-- GIVEN TASK --
What follows is a block of records; reproduce all of it verbatim.

-- Pointing dataset excerpts --

※ ※ ※

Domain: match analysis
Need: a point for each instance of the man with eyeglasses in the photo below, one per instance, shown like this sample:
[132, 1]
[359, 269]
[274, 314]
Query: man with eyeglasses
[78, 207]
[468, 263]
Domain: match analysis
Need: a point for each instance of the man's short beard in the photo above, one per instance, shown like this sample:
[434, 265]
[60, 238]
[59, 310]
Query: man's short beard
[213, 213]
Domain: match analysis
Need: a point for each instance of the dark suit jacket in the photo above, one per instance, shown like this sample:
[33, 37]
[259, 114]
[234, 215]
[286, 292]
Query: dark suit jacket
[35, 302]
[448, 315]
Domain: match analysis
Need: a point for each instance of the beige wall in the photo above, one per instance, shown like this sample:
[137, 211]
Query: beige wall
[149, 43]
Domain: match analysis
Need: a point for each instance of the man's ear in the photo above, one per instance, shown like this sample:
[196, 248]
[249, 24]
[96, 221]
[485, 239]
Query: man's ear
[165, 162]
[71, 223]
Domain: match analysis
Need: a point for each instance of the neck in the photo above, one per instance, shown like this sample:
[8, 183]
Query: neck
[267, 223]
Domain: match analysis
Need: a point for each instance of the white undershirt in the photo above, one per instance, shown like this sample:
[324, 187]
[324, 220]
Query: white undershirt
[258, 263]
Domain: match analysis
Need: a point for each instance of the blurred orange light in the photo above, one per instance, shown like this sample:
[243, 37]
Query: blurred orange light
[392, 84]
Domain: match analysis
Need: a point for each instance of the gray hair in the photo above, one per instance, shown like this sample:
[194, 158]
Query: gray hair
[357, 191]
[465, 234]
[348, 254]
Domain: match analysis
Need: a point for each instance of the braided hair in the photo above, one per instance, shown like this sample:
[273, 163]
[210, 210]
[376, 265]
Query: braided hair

※ ※ ※

-- FULL SOLUTION --
Domain: match analysis
Need: a point for each instance of the man with eyeglasses in the photo below, one per instance, shown like this sample:
[132, 1]
[359, 269]
[274, 314]
Query: man with eyeglasses
[78, 207]
[468, 263]
Domain: match analysis
Need: a point for each instance of the man's short beard in the photo above, one per instance, shown like this sample:
[434, 265]
[60, 238]
[59, 310]
Query: man's short beard
[213, 213]
Domain: match analysis
Need: a point for each instance of the dark suit jacket in the photo above, one per instance, shown like this sample:
[33, 37]
[259, 114]
[234, 215]
[286, 292]
Query: dark suit jacket
[35, 302]
[448, 315]
Domain: match analysis
Need: a point for each instance of the beige wall in the photo above, one per instance, shown like this sample:
[137, 211]
Query: beige wall
[149, 43]
Domain: match analysis
Need: a point for each instance of the man's ear in the photo above, one per instance, shown like this sample:
[196, 248]
[249, 24]
[96, 221]
[485, 239]
Query: man's ear
[165, 162]
[71, 223]
Domain: match analysis
Need: a point for each instance of the neck in the photo above, one per instance, shown like this sample:
[8, 183]
Query: neck
[267, 223]
Domain: match analysis
Need: a point for each instance of the white undershirt in the photo above, one per instance, shown like this sample:
[324, 187]
[324, 220]
Query: white undershirt
[258, 263]
Domain: match analysis
Need: a point for each instance of the blurred orange light in the photo above, one per instance, shown like this sample:
[243, 37]
Query: blurred orange light
[392, 84]
Domain: match analysis
Need: a point for each instance of the gray hair in the photo above, one per instance, shown like this sample:
[194, 158]
Query: gray hair
[357, 191]
[465, 234]
[348, 254]
Domain: match analysis
Need: a point for each instance of the braided hair in the photo above, one per instance, shown like this sample:
[273, 163]
[210, 210]
[376, 265]
Query: braided hair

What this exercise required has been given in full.